STATED TASK 1 —
Can you copy word for word the passage of the ski lift case text starting at "The affidavit of" and ending at "in this case."?

------ DOCUMENT TEXT ------

According to Waite, the location of the signs depended on the weather and snow conditions. After the assigned operator placed the cones and signs, she turned on the lift and watched the lift operate for two to three complete revolutions to make sure it worked properly and then made sure the handles were spaced evenly along the wire rope and checked the safety circuits at the top and bottom to make sure the lift stopped when the safety circuits were operated. Waite also stated that it was Toggenburg’s practice to operate the lift only when an operator was present at the operator’s station in the lift shack at the bottom of the run. He also noted that, based on where the accident occurred, the lift could have only been stopped if the lift operator activated the stop button. Thus, the Waite affidavit alone was sufficient to establish at a minimum a question of fact as to whether the lift was properly inspected before it opened to the public on the date of the accident; whether an operator was in the building at the base of the lift; and weather the “load here” sign was posted at the base.

The affidavit of Brian Heon indicated that he had worked for several years as a lift manager overseeing twenty lifts, including day to day operations. He was the Vice Chairman of NTSB/ANSI B77.1 which publishes standards for passenger tramways, including lifts like the handle tow involved here. He was also a member of the National Ski Areas Association and had been an instructor. He was familiar with the type of handle tow in this case.

He described the lift in great detail, noting that handle tows are commonly used by ski areas throughout the United States to provide skiers access to primarily beginner terrain. Based on his review of the lift log relating to the task performed by the operator before the lift opened to the public on the date of the accident, it was operating appropriately. He indicated that the handles on a properly inspected and maintained handle tow did not always remain perpendicular to the snow surface as they travel between the upper and lower wheels, as the handles could naturally sway because they move from the vertical to the horizontal position when they enter the rubber sleeve lining of the bull wheel and remain horizontal as the wire rope to which they are attached moved around the wheel in the rubber sleeve and moved from the horizontal to the vertical position when they exited the sleeve lining of the bull wheel. In his opinion, the fact that the handle, which allegedly grabbed Dowd-Sherlock behind her knee, may not have been perpendicular to the snow surface and may have been horizontal, did not constitute a defect in the handle tow or evidence of an improper inspection. He also noted that handles at the loading area and elsewhere on the rope between the two wheels could be caused to swing from a skier dropping the handle as they unloaded at the top, a skier falling as they rode up, or a skier skiing outside the designated path. Because Toggenburg raised issues of fact, Dowd-Dowd-Shedlock ’s motion for summary judgment on the complaint was denied.

------ DATASET CONTENT ------

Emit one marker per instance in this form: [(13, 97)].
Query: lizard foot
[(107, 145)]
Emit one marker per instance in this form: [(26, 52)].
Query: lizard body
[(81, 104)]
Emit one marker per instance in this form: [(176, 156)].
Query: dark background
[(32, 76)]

------

STATED TASK 2 —
Could you give the pointing rows again with "Query" swapped for "Target" everywhere it appears, leaving all else unchanged?

EXERCISE SOLUTION 1 —
The affidavit of Brian Heon indicated that he had worked for several years as a lift manager overseeing twenty lifts, including day to day operations. He was the Vice Chairman of NTSB/ANSI B77.1 which publishes standards for passenger tramways, including lifts like the handle tow involved here. He was also a member of the National Ski Areas Association and had been an instructor. He was familiar with the type of handle tow in this case.

EXERCISE SOLUTION 2 —
Emit one marker per instance in this form: [(13, 97)].
Target: lizard foot
[(107, 145)]
Emit one marker per instance in this form: [(26, 52)].
Target: lizard body
[(81, 104)]
Emit one marker per instance in this form: [(176, 156)].
Target: dark background
[(32, 76)]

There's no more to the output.